■ Stated task
Format every line of the entries below as a JSON list of strings, one string per line, leaving out any blank lines.

※ ※ ※

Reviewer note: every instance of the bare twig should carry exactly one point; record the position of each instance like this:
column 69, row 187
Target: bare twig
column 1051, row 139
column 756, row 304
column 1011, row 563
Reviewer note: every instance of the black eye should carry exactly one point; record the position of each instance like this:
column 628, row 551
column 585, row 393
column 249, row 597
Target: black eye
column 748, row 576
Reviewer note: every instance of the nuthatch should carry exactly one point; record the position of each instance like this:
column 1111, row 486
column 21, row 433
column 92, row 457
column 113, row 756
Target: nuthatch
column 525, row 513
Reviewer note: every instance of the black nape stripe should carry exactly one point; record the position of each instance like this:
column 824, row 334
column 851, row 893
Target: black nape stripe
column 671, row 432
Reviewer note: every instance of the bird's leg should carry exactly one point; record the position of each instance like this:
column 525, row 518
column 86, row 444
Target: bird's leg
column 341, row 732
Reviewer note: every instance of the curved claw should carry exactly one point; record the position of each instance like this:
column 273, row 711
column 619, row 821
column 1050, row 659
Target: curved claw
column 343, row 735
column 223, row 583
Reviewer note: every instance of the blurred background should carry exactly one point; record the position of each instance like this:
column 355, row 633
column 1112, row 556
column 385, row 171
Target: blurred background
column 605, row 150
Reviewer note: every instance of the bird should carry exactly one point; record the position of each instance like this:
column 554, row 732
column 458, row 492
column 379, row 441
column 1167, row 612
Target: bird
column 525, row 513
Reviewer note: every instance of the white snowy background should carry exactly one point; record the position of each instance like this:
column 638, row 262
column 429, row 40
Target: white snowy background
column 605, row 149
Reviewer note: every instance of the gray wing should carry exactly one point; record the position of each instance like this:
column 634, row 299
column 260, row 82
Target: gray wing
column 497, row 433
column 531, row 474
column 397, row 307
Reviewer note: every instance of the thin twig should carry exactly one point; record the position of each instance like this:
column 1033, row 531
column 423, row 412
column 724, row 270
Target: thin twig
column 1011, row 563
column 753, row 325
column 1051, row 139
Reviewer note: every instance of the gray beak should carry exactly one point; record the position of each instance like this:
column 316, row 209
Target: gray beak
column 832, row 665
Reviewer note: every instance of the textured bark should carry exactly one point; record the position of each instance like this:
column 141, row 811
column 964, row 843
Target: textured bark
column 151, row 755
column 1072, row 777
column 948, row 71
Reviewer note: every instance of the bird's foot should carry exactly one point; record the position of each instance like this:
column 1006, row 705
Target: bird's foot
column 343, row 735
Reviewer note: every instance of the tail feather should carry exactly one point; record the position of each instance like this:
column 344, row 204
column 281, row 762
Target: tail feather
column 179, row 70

※ ※ ※

■ Right answer
[
  "Reviewer note: every instance of the bare twig should carry exactly one point; record the position of each instance like this:",
  "column 69, row 187",
  "Target: bare twig",
  "column 1051, row 139",
  "column 756, row 304",
  "column 1011, row 563",
  "Reviewer note: every instance of the black eye should carry exactly one point; record the position of each instance like this:",
  "column 628, row 551",
  "column 585, row 393",
  "column 249, row 597",
  "Target: black eye",
  "column 748, row 576",
  "Reviewer note: every instance of the nuthatch should carry exactly one point; record the position of each instance like this:",
  "column 1111, row 486",
  "column 21, row 433",
  "column 92, row 457",
  "column 113, row 756",
  "Target: nuthatch",
  "column 525, row 513",
  "Reviewer note: every instance of the black nape stripe should carry exactly one point; record the position of each instance like this:",
  "column 824, row 334",
  "column 851, row 893",
  "Target: black nape stripe",
  "column 671, row 432",
  "Reviewer note: every instance of the bird's leg should carry exactly one point; record the position of each instance like this:",
  "column 525, row 518",
  "column 86, row 444",
  "Target: bird's leg",
  "column 341, row 732",
  "Reviewer note: every instance of the curved claw should carry exactly one point; record the position of each instance like this:",
  "column 273, row 711",
  "column 619, row 821",
  "column 1050, row 659",
  "Target: curved claw",
  "column 343, row 735",
  "column 223, row 583",
  "Reviewer note: every instance of the blurred background should carry exactly one point; record the position of each instance like this:",
  "column 355, row 633",
  "column 1112, row 556",
  "column 385, row 171",
  "Target: blurred background",
  "column 605, row 150",
  "Reviewer note: every instance of the bird should carry exactly one point; record the position of each instance like this:",
  "column 554, row 732",
  "column 458, row 492",
  "column 379, row 441",
  "column 1167, row 612",
  "Target: bird",
  "column 525, row 513",
  "Reviewer note: every instance of the white snowy background should carry exactly one point; record the position of each instance like this:",
  "column 638, row 262",
  "column 429, row 40",
  "Target: white snowy background",
  "column 605, row 149",
  "Reviewer note: every instance of the gray wing should carry exactly one point; record the position of each instance like this:",
  "column 634, row 299",
  "column 260, row 82",
  "Target: gray wing",
  "column 497, row 433",
  "column 531, row 474",
  "column 397, row 307",
  "Reviewer note: every instance of the thin twig should carry exactly one point; record the position of each instance like this:",
  "column 1033, row 531",
  "column 423, row 412",
  "column 724, row 270",
  "Target: thin twig",
  "column 1011, row 563",
  "column 753, row 325",
  "column 1051, row 139",
  "Reviewer note: every instance of the gray beak should carry exactly one point; record the position of each instance like this:",
  "column 316, row 209",
  "Target: gray beak",
  "column 832, row 665",
  "Reviewer note: every instance of the textured bark should carry exactly one point; record the position of each instance like this:",
  "column 141, row 811",
  "column 964, row 843",
  "Target: textured bark",
  "column 151, row 755",
  "column 1072, row 777",
  "column 948, row 71",
  "Reviewer note: every instance of the bird's foot should carry exactly one point; record the position of each instance like this:",
  "column 1006, row 705",
  "Target: bird's foot",
  "column 343, row 735",
  "Reviewer note: every instance of the tail feather should carry exactly one point; record the position of each instance like this:",
  "column 344, row 204",
  "column 281, row 762",
  "Target: tail feather",
  "column 179, row 70"
]